**TEXT**
🔄 Updated 21 Jun 2026
Northern food in Lampang has a quiet charm because it hasn't really been turned into a tourist product. Many of these are family-run shops inside someone's home, open for decades, selling mostly to people in the neighborhood — so the flavors are still the ones locals grew up with. If you come to Lampang and want genuine Northern food, you don't have to go far. You just need to know which shop is known for what.
Khao Soi — what Lampang locals eat for breakfast
Lampang khao soi differs a little from the Chiang Mai version: many shops here make the broth richer and more heavily spiced. You eat it with pickled greens, shallots and old-style chili fried in oil. The famous spots usually sell from morning into the afternoon and then run out.
Khao Soi Pa Boon
A home-yard shop in the Wang Mo area, open for more than 30 years, and the first name Lampang locals think of when khao soi comes up. The fresh coconut broth is rich and fragrant with curry paste, and the tender beef tendon is what keeps people coming back. The bowls are small but the flavor is deep — go late and you risk it being sold out.

**REQUIRED TASK**
Continue the Lampang food guide from the point where it stops.

**DATA LISTING**
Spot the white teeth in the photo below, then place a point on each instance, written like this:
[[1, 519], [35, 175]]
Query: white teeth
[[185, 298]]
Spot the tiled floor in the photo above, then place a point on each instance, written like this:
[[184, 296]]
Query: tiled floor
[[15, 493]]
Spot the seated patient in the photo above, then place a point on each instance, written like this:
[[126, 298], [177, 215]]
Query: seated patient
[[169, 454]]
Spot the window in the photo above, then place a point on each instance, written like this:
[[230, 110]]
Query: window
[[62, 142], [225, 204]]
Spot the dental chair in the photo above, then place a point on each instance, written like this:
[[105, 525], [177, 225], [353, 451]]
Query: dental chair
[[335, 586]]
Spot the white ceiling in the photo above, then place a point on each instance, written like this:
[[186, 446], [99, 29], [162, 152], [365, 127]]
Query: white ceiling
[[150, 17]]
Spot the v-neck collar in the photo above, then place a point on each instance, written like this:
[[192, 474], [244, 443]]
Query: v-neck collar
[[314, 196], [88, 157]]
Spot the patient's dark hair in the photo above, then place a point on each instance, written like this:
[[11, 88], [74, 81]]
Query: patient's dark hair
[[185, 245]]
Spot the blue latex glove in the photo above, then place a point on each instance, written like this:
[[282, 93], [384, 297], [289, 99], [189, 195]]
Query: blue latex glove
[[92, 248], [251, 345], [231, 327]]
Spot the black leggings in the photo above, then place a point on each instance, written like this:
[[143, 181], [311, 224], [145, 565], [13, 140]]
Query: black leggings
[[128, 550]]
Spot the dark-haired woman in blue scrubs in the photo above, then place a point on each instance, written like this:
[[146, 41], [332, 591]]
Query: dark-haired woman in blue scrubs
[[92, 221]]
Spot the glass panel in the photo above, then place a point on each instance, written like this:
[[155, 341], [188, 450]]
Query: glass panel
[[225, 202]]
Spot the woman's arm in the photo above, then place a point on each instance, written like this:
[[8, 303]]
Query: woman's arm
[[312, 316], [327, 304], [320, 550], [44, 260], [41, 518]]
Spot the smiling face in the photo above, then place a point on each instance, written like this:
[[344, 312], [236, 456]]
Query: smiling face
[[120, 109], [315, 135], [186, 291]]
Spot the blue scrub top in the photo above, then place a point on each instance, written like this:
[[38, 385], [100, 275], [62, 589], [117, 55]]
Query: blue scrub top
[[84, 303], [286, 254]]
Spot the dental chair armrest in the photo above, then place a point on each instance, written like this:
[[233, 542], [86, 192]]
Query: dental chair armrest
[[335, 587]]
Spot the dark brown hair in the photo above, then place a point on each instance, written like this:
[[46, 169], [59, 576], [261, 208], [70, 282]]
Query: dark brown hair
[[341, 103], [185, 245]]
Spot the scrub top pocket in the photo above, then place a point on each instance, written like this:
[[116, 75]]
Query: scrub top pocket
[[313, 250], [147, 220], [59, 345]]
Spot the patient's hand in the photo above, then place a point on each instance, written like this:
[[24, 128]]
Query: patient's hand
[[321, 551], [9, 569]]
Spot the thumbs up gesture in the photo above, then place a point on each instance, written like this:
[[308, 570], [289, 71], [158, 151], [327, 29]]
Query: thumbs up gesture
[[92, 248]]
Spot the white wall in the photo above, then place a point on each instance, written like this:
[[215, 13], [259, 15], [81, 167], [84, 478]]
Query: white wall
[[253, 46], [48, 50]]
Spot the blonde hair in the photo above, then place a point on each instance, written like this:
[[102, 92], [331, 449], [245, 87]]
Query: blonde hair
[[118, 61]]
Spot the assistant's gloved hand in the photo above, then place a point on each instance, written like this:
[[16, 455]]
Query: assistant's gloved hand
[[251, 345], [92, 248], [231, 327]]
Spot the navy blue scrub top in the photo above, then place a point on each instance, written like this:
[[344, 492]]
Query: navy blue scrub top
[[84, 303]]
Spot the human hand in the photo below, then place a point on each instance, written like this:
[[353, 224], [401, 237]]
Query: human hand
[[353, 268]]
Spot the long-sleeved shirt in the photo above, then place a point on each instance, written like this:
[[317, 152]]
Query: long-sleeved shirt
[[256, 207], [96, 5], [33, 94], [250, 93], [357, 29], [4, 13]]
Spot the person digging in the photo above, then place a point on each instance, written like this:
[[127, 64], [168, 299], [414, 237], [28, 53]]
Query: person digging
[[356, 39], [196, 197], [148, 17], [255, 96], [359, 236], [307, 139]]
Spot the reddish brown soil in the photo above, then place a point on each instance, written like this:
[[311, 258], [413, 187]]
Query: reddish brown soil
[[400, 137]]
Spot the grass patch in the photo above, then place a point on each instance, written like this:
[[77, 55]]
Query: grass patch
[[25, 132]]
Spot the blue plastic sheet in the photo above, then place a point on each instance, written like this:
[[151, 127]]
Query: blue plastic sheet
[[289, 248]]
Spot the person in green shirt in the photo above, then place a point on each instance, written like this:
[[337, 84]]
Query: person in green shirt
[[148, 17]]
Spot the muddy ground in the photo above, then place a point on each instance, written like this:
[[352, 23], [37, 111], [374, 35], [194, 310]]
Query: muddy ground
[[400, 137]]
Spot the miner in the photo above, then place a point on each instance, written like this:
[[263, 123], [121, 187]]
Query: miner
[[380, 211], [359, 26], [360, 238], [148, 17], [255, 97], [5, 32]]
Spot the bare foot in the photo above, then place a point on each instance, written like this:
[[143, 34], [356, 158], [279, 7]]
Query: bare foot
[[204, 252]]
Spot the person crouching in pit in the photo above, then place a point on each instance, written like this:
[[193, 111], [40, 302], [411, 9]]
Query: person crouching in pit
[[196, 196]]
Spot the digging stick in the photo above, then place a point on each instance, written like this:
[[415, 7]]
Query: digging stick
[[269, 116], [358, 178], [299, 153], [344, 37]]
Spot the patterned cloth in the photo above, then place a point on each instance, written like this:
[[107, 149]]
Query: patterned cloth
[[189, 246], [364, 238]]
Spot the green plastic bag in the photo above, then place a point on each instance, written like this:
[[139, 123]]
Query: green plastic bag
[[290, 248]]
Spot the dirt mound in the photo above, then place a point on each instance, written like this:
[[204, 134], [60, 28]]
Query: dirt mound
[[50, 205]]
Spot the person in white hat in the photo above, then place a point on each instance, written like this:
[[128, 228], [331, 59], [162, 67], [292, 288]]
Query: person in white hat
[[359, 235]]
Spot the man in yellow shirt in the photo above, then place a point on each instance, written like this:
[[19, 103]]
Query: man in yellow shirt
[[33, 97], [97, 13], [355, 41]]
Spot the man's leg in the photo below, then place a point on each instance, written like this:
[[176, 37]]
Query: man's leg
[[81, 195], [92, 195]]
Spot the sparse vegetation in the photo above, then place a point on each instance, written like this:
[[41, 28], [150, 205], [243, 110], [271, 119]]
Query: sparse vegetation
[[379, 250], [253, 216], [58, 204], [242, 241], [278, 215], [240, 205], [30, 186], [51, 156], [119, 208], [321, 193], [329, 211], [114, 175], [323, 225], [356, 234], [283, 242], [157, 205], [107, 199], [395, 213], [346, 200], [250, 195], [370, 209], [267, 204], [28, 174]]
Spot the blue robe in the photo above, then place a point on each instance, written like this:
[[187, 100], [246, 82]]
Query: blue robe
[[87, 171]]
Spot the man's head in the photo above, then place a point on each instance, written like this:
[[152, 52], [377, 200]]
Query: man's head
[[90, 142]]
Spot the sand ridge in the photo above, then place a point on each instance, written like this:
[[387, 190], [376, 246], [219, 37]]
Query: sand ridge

**SOLVED PROBLEM**
Khao Soi Mae Kham Saen
A plain, no-frills shop, but the flavor lands on both fragrance and richness. The chicken is very tender, served with the usual pickled greens, shallots and chili oil. It's a place neighborhood regulars stop at for breakfast.
Khao Soi Boon Yuen
An old shop that's been going for over 50 years. Besides the coconut khao soi, you can order pork satay and pork-topped toast alongside. It's the kind of place Lampang parents have been bringing their kids since childhood.
Khao Soi O-Ma
A well-known khao soi in town with a fragrant, mellow broth and a middle-of-the-road flavor that's easy to eat — good if you're not yet used to bold Northern flavors. Starts at 50 baht a bowl and easy to find in the city center.
Tip
Most of the famous khao soi shops in Lampang sell out before 2pm. If you want a standout like Pa Boon, getting there before noon is the safer bet — and many shops take cash only, so bring small bills.
Want to taste deeper? Try a Lampang food tour or cooking class
Half a day with a local who knows the lanes — or cooking a dish yourself — teaches you more than just eating. Book ahead on Klook or GetYourGuide.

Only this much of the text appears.